Wooburn Green, Bucks

Havering-atte-Bower

Havering-atte-Bower

Shooters Hill

Shooter’s Hill

Theydon Bois

Theydon Bois

Aldeburgh Beach

Aldeburgh, Suffolk

Hughenden

Hughenden, Bucks

Interview with Gareth E. Rees author of The Stone Tide – adventures at the end of the world

The Stone Tide – adventures at the end of the world is the new book by Gareth E. Rees, author of Marshland: Dreams and Nightmares on the Edge of London, both published by Influx Press. The Stone Tide finds Gareth adrift on the coast at Hastings in a dilapidated dwelling stalking the occult secrets of this uncanny stretch of shoreline. Below is an email exchange where Gareth tells me more about the book.

Stone Tide - Rees

[JR] Hi Gareth – last I heard you were yomping over Hackney Marshes with your dog. How did you go from Hackney to Hackney-on-Sea?

[GR] Hi John – thanks for this!

▶ Dataset excerpts

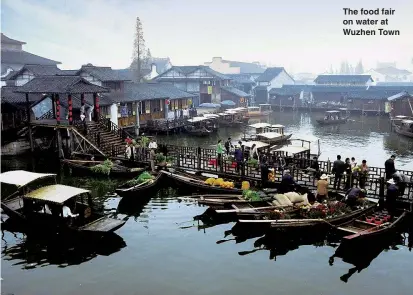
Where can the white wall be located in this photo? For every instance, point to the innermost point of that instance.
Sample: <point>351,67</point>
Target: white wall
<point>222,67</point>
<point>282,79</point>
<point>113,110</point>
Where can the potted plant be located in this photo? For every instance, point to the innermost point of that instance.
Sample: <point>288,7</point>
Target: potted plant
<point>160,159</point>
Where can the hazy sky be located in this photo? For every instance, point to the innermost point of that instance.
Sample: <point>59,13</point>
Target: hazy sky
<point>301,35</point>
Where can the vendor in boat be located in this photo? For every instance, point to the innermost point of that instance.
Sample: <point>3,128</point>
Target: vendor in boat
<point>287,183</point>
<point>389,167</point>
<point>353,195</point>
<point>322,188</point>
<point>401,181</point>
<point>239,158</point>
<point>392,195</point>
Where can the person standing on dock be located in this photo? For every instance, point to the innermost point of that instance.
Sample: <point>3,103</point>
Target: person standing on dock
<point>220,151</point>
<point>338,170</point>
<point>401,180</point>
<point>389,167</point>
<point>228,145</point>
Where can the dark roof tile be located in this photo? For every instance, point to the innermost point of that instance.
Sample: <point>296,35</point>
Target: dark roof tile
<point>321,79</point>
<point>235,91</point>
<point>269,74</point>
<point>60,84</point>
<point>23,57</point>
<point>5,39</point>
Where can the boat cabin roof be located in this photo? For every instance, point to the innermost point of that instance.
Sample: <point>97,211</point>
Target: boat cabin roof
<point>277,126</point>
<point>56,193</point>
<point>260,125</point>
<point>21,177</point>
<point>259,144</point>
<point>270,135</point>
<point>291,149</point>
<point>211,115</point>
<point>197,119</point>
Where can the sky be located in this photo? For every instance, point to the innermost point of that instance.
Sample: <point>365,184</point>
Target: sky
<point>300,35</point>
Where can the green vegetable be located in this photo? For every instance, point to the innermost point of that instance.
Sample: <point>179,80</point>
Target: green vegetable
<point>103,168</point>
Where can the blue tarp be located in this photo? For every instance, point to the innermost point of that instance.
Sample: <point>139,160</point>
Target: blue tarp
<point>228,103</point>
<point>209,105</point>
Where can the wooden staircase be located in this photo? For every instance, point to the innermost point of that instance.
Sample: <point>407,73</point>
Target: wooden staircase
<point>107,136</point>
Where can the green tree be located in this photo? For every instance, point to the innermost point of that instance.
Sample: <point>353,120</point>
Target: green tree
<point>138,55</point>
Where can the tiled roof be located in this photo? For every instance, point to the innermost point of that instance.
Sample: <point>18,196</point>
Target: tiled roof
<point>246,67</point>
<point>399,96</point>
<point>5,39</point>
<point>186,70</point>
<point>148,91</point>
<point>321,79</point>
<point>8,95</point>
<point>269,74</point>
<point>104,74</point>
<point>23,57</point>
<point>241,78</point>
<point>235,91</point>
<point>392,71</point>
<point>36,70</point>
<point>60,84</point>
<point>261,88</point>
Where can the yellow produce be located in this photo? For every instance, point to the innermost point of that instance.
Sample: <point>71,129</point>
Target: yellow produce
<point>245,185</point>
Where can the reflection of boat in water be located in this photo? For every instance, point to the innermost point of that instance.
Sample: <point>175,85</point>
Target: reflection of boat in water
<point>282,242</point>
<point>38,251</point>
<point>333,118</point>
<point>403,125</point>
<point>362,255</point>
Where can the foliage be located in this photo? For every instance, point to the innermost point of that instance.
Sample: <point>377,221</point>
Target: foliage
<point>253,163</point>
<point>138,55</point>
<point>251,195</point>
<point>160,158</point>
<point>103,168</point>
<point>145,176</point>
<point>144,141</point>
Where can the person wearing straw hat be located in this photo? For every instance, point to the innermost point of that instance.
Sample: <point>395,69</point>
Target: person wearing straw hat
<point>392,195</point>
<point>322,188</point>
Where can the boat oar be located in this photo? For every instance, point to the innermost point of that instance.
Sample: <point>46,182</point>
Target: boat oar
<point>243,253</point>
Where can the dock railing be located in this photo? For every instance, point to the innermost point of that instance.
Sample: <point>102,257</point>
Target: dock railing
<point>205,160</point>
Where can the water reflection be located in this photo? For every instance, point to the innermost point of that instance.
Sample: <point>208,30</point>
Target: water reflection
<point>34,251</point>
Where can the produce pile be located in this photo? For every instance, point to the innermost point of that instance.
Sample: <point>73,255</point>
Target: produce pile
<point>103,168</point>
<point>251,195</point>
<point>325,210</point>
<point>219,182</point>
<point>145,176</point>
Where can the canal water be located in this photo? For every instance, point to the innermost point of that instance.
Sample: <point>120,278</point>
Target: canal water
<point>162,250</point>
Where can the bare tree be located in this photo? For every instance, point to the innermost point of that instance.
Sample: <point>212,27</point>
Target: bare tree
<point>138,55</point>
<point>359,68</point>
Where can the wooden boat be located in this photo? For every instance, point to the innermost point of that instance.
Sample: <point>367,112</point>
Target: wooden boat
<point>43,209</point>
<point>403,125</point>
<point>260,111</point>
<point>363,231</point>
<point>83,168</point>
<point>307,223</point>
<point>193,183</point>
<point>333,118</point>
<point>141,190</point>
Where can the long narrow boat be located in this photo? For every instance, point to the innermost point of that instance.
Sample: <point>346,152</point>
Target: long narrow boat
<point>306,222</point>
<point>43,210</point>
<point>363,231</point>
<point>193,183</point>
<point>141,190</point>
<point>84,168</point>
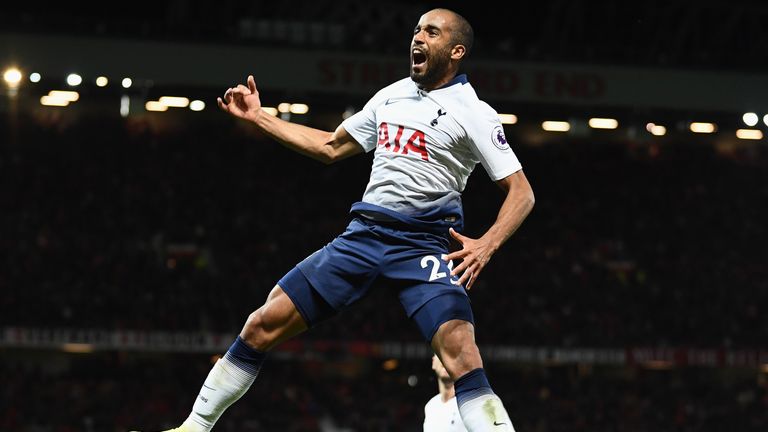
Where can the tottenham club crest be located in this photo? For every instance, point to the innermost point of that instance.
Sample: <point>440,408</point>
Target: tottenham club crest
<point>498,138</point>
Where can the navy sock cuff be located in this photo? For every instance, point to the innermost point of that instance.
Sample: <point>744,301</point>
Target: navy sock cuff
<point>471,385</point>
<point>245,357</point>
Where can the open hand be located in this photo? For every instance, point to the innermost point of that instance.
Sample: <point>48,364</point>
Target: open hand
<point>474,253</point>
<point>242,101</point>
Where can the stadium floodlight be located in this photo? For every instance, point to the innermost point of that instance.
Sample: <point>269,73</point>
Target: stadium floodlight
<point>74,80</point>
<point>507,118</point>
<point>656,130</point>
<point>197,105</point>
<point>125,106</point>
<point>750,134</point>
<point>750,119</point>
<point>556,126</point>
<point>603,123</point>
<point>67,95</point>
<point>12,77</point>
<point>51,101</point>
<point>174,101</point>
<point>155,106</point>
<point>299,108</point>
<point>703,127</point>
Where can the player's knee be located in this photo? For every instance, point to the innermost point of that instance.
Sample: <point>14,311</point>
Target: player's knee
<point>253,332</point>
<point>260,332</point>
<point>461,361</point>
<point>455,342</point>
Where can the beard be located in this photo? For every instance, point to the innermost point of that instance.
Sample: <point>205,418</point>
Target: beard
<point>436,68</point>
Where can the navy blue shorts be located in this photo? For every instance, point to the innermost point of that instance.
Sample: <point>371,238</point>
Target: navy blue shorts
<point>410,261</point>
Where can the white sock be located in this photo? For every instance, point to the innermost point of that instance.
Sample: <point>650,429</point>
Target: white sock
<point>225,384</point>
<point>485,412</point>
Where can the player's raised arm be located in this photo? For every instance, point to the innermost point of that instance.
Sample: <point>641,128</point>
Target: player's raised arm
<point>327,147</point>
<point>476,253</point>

▶ Problem
Quote the entire Stone Tide excerpt above, word for word.

▶ Exercise output
Wooburn Green, Bucks

Havering-atte-Bower

Havering-atte-Bower

Shooters Hill

Shooter’s Hill

Theydon Bois

Theydon Bois

Aldeburgh Beach

Aldeburgh, Suffolk

Hughenden

Hughenden, Bucks

Interview with Gareth E. Rees author of The Stone Tide – adventures at the end of the world

The Stone Tide – adventures at the end of the world is the new book by Gareth E. Rees, author of Marshland: Dreams and Nightmares on the Edge of London, both published by Influx Press. The Stone Tide finds Gareth adrift on the coast at Hastings in a dilapidated dwelling stalking the occult secrets of this uncanny stretch of shoreline. Below is an email exchange where Gareth tells me more about the book.

Stone Tide - Rees

[JR] Hi Gareth – last I heard you were yomping over Hackney Marshes with your dog. How did you go from Hackney to Hackney-on-Sea?

[GR] Hi John – thanks for this!